DIRECTION = What do the lines say from the one containing "Exercise. Mark the red flower" to the end of the records? Restate them word for word, and only those.

RECORDS PROVIDED =

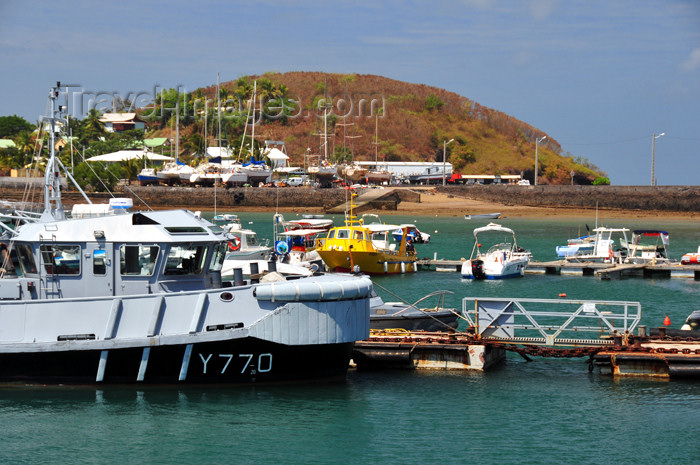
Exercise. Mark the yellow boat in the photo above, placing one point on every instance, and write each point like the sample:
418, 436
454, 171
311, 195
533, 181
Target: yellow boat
366, 248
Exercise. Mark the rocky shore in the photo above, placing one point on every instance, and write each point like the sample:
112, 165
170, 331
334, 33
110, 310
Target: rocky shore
627, 201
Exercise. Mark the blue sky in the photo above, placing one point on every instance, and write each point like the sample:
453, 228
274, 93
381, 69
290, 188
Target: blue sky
600, 77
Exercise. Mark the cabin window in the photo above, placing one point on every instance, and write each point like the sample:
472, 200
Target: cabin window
251, 239
138, 260
217, 260
26, 258
61, 259
99, 262
186, 259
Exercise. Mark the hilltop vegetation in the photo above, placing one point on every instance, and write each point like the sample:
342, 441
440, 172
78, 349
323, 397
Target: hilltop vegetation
366, 117
412, 122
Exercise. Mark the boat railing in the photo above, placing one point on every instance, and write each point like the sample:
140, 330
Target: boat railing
550, 321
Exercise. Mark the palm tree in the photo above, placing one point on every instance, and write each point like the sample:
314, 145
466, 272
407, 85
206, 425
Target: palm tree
93, 128
132, 168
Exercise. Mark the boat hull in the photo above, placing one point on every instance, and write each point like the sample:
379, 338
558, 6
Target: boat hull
439, 321
372, 263
488, 269
233, 361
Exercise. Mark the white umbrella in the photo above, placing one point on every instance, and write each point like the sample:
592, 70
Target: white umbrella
129, 155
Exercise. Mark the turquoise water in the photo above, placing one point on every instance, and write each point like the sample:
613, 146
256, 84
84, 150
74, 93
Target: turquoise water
544, 411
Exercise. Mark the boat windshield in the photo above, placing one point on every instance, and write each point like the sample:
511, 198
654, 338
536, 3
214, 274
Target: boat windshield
251, 239
217, 260
138, 260
26, 258
500, 247
61, 259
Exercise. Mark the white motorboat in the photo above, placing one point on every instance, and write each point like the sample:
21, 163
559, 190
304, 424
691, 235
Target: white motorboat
244, 244
578, 245
648, 245
137, 297
604, 249
502, 260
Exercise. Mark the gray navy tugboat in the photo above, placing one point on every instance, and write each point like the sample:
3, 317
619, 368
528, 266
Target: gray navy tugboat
137, 297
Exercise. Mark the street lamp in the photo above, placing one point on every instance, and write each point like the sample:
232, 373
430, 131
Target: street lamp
653, 143
444, 152
537, 143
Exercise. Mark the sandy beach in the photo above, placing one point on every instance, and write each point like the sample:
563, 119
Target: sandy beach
439, 204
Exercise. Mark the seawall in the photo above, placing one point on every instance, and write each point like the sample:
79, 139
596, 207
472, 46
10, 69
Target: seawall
645, 198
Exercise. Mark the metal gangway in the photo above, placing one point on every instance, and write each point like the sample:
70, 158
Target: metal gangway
551, 322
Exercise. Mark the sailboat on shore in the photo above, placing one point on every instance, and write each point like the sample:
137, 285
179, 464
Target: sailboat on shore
137, 297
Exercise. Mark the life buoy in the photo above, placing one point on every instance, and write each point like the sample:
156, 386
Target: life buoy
234, 244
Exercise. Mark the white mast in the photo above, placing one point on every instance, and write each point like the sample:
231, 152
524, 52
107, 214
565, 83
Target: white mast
252, 136
53, 208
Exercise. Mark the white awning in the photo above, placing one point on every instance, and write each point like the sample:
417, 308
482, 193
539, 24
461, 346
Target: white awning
130, 155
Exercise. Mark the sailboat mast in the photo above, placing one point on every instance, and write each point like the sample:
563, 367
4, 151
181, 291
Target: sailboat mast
376, 136
325, 120
177, 128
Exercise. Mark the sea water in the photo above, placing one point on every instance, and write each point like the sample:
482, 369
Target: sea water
542, 411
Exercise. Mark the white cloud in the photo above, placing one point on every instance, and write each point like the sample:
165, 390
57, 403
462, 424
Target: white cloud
693, 61
541, 9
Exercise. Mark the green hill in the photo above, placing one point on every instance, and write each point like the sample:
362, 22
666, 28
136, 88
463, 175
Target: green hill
412, 122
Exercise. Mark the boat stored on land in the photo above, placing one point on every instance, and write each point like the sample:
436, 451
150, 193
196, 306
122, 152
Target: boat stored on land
483, 216
411, 317
138, 298
500, 261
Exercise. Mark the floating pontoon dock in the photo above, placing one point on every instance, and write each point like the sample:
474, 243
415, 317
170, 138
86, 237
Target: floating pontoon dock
599, 330
599, 270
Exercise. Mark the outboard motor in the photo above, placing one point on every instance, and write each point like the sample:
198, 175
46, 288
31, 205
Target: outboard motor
478, 269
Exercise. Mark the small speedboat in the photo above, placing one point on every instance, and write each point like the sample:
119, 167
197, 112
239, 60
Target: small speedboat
691, 258
500, 261
578, 245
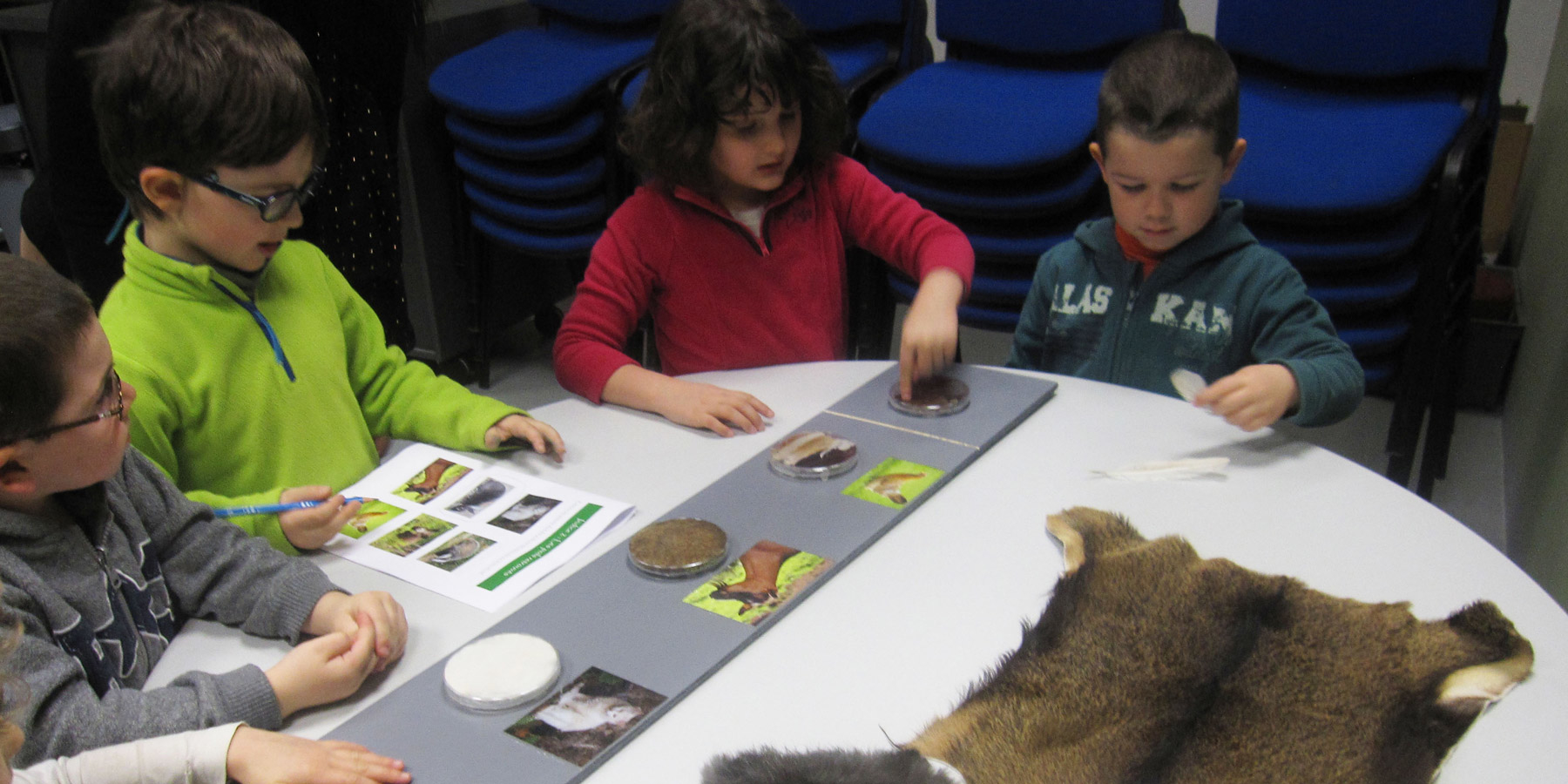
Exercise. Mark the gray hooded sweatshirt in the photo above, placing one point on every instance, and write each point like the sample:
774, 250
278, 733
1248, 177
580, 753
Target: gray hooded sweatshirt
101, 599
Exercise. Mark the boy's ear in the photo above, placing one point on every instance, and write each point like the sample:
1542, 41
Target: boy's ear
1234, 159
15, 478
165, 188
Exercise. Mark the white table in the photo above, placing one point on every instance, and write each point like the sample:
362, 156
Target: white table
896, 639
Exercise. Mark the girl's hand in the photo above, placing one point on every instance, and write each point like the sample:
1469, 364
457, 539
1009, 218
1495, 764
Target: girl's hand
1252, 397
543, 438
711, 408
930, 329
341, 612
258, 756
313, 527
686, 402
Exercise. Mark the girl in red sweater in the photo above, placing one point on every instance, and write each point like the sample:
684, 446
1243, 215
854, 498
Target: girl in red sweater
736, 243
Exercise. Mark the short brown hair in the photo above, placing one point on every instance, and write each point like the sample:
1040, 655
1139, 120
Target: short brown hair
192, 88
41, 321
1167, 84
707, 63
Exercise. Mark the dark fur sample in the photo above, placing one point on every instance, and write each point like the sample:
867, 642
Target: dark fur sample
1152, 666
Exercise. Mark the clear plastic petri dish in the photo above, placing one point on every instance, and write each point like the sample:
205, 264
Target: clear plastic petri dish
932, 397
678, 548
502, 672
813, 455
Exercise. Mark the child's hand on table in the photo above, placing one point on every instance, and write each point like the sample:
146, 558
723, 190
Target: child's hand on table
258, 756
313, 527
930, 329
517, 429
1252, 397
341, 612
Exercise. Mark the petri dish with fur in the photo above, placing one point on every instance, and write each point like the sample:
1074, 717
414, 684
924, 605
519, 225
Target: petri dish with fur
678, 548
502, 672
932, 397
813, 455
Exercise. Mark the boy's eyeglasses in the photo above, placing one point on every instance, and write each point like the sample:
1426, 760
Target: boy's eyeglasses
272, 207
112, 411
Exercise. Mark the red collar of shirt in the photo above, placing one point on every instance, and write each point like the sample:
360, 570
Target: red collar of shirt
1137, 253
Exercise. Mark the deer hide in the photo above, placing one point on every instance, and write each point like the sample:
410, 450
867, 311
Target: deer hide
1154, 666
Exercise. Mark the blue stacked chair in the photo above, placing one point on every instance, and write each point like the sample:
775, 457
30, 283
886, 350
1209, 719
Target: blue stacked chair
1369, 129
531, 115
866, 43
996, 137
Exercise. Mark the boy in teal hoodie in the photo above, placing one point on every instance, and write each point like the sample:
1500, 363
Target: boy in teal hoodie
1175, 280
264, 376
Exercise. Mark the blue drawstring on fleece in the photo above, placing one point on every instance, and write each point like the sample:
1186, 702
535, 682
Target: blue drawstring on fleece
267, 328
119, 223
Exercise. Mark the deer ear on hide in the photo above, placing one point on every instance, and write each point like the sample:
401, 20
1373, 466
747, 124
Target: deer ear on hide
1468, 690
1090, 533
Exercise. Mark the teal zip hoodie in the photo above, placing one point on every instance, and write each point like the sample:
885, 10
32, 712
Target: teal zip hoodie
1214, 305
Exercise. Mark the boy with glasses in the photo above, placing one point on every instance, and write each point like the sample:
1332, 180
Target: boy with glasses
264, 376
102, 558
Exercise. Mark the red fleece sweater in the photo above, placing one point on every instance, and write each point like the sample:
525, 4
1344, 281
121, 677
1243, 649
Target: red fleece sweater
721, 297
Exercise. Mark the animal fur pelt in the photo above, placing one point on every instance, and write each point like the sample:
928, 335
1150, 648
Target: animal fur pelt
1154, 666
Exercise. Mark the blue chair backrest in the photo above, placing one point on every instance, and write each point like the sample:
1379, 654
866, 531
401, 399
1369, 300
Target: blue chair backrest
1051, 27
605, 11
827, 16
1368, 38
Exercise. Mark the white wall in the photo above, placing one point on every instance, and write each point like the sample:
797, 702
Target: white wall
1536, 433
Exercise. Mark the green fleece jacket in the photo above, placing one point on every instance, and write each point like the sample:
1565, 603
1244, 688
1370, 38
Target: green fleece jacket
239, 400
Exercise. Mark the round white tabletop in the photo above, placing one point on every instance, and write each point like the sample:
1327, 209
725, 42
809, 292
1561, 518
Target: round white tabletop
896, 637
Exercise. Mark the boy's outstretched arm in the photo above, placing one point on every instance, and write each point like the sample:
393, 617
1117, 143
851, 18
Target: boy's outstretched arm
521, 429
225, 753
1252, 397
268, 758
687, 403
930, 328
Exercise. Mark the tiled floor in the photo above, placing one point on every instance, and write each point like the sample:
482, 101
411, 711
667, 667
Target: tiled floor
1473, 493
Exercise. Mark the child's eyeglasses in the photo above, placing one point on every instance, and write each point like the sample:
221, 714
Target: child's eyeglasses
272, 207
112, 411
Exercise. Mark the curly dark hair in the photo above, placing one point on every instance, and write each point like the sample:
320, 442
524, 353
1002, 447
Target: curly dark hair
190, 88
707, 63
41, 321
1168, 84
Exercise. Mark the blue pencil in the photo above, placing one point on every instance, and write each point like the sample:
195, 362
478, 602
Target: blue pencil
272, 509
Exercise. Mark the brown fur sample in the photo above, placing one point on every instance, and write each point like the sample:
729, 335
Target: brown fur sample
1154, 666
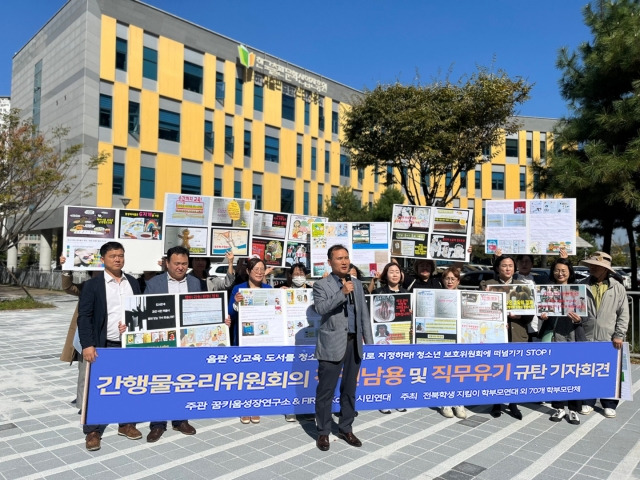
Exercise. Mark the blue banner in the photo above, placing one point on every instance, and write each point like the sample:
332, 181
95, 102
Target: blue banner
136, 385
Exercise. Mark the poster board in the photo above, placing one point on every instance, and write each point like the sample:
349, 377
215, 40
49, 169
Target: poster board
538, 227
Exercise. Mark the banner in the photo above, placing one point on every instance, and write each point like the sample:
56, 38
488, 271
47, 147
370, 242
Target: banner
139, 385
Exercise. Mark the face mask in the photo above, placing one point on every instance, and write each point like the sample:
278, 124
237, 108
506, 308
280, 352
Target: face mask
298, 281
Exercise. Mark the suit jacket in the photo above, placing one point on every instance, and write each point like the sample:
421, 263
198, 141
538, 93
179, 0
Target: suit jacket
92, 311
160, 284
332, 335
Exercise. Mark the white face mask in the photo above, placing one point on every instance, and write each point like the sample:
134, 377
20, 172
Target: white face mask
298, 281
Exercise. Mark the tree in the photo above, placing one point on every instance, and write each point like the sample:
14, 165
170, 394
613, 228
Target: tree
345, 206
427, 136
37, 175
382, 210
599, 162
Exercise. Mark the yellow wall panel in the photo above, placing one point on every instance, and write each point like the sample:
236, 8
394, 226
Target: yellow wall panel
108, 49
149, 112
170, 68
192, 131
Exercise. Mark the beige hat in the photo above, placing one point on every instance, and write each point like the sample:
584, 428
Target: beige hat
600, 259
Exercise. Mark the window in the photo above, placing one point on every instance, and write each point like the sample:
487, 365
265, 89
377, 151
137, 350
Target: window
134, 118
220, 86
118, 178
208, 135
147, 182
239, 84
247, 143
169, 126
228, 140
497, 180
121, 54
192, 77
299, 155
257, 196
190, 184
272, 150
345, 166
258, 98
286, 200
105, 111
149, 63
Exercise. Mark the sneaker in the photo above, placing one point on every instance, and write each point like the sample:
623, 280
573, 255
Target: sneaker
586, 410
558, 415
446, 412
460, 412
130, 431
574, 419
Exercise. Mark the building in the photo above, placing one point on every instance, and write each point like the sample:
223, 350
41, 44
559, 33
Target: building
179, 108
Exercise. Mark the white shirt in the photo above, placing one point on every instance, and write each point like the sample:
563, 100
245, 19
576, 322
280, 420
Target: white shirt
115, 303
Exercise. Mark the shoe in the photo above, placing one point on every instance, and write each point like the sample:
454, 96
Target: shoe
515, 411
185, 428
574, 419
586, 410
558, 415
446, 412
93, 441
155, 434
460, 412
130, 431
323, 442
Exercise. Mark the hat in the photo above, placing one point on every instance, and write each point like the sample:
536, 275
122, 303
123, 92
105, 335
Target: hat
600, 259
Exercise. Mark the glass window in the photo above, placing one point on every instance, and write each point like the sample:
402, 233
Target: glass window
190, 184
121, 54
272, 150
134, 118
286, 200
497, 180
105, 110
147, 182
220, 86
149, 63
169, 126
192, 77
228, 140
247, 143
208, 136
118, 178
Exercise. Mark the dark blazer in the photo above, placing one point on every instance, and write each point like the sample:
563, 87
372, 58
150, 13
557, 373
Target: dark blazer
160, 284
332, 335
92, 311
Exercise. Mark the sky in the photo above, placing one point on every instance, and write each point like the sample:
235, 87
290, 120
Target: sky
363, 43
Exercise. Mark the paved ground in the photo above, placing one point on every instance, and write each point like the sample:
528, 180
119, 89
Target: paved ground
41, 437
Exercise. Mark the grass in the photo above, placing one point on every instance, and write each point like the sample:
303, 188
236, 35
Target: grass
22, 304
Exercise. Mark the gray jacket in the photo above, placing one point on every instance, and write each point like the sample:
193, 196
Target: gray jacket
612, 318
332, 335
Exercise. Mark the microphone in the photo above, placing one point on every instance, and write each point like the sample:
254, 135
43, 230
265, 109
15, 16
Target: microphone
347, 277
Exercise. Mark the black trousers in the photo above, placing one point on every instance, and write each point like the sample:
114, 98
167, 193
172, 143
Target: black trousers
328, 376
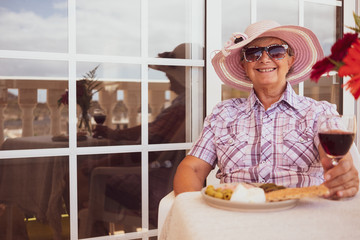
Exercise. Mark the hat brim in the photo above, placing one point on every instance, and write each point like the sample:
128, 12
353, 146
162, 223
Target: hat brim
306, 47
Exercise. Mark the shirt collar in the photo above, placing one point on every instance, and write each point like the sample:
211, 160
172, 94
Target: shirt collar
289, 96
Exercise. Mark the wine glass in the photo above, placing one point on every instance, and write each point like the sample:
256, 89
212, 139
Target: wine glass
336, 134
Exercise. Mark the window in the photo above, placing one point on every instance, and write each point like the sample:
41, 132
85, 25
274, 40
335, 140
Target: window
144, 61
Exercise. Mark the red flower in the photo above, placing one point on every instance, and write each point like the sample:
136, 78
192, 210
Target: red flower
353, 85
320, 68
339, 49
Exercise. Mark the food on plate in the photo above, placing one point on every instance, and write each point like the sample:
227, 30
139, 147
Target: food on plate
296, 193
268, 192
221, 193
269, 187
247, 193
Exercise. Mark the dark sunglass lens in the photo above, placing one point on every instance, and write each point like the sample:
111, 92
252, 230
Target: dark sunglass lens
277, 52
252, 54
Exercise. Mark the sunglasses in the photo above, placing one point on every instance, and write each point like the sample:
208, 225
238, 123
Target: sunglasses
276, 51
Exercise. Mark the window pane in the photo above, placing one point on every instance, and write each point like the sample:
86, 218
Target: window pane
162, 168
108, 27
325, 22
119, 98
170, 24
109, 194
167, 102
284, 12
33, 25
322, 20
31, 116
235, 17
35, 189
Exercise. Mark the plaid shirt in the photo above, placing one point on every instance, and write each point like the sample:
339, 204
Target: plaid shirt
278, 145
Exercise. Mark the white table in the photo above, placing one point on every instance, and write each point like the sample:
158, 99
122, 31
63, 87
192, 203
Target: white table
191, 218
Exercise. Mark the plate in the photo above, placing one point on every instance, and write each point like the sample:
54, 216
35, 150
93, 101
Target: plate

SOLUTION TO THIS TASK =
Exercise. Mark the red flower in the photo above, placing one point on every instance, and write each point like the sample:
136, 78
192, 210
Target: red flower
353, 85
320, 68
339, 49
Exercise. Mark the food on plate in the photo above, placing one point on every instance, and write each point like the sample:
227, 30
139, 147
Target: food on plate
296, 193
268, 192
221, 193
269, 187
247, 193
Exercise. Mark the dark sunglass lens in the photo above, placing one point on every instance, and write each point like the sample:
111, 92
252, 230
Target: dark sunglass lens
277, 52
252, 54
Exercise. Mark the sunglasses in the photo above, placing one point on every instance, and write each point like the sample:
208, 225
238, 123
Target: sunglasses
276, 51
Exercise. Mark the window pane in the photo above, placing one point on every instance, and write each point like the sample:
86, 218
Target: window pane
162, 168
108, 27
325, 22
119, 98
170, 24
109, 194
167, 102
284, 12
33, 25
322, 20
31, 116
235, 17
35, 189
Exercise. Mark the plaid shirt in the photo above, placing one point on every instance, and write each point like the sample:
339, 204
Target: plaid shirt
278, 145
Exercise. Mark the white table in the photo above, placing one point on every instance, and write each point like the sample:
158, 99
122, 31
63, 87
192, 203
Target: white table
191, 218
Exercise. Mark the plate in the photo above, placing one point on every instance, and write each point like the sample:
54, 216
35, 150
93, 101
Target: plate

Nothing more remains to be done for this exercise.